Site icon Terrabayt

Pandemi Esnasında Görülen Rüyaların Semantiği İncelendi


Araştırmacılar, COVID-19 pandemisi esnasında görülen rüyalarda salgına ilişkin korkuların ve kaygıların izlerine rastlandığını belirtiyor.

Neuroscience News dergisinde yayımlanan habere göre, PLOS ONE’da yer alan bir araştırma, COVID-19’un olumsuz etkilerinin rüyalarımıza nasıl yansıdığını gösteriyor. Brezilya Rio Grande do Norte Federal Üniversitesi Beyin Enstitüsü’nde doktora sonrası araştırmacı olarak çalışan Natália Bezerra Mota, rüyalarımızın pandemi esnasında karşılaştığımız güçlükleri yansıtabileceği hipotezini test etmek üzere bir araştırma başlatır. Böylece pandemiye ilişkin “zihinsel sıkıntıların ve bunların pandemi esnasında görülen rüyalarla bağlantılarının ampirik olarak incelendiği ilk araştırmayı” gerçekleştirir.

Araştırma grubu, 2020 Mart ve Nisan aylarında 67 kişinin gördüğü 239 rüyayı incelemek üzere doğal dil işleme araçlarını kullanır. Gönüllülerin akıllı telefonlarına yükledikleri bir uygulamaya kaydettikleri rüyalar deşifre edilerek üç yazılım tarafından incelenir. Bunlardan ilki söylem yapısına, sözcük sayısına ve bağlantı oranına odaklanır. Diğer ikisi ise içeriği analiz eder. Biri olumlu ve olumsuz hislerle bağlantılı belli duygusal kategoriler uyarınca verileri sıralar. Diğeri ise temizlik, hastalık, sağlık, ölüm gibi belli anahtar sözcüklerin semantik benzerliklerini teşhis etmek üzere bir sinir ağına başvurur.

────────────────────

Çalışma talimatları:
- a) Pandemi rüyalarıyla ilgili metindeki şu cümleyi İngilizceye çevirin: "Araştırmacılar, COVID-19 pandemisi esnasında görülen rüyalarda salgına ilişkin korkuların ve kaygıların izlerine rastlandığını belirtiyor."
- b) Lütfen pandemi rüyalarıyla ilgili metnin "Pandemi Esnasında Görülen Rüyaların" sözcükleriyle başlayıp "izlerine rastlandığını belirtiyor." sözcükleriyle biten bölümünü, bu son sözcükler de dahil olmak üzere, kelimesi kelimesine aktarın.

(Segmentasyon maskesi verileri)
────────────────────

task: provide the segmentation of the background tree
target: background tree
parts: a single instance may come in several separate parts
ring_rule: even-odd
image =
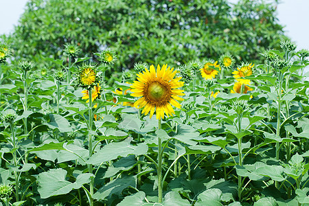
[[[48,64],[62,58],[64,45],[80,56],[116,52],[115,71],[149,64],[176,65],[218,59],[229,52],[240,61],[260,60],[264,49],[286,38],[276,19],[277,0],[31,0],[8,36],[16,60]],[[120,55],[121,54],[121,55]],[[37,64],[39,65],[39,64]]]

────────────────────

Alıştırma cevapları:
- a) Researchers state that traces of fears and anxieties about the outbreak were found in dreams seen during the COVID-19 pandemic.

- b)
Pandemi Esnasında Görülen Rüyaların Semantiği İncelendi


Araştırmacılar, COVID-19 pandemisi esnasında görülen rüyalarda salgına ilişkin korkuların ve kaygıların izlerine rastlandığını belirtiyor.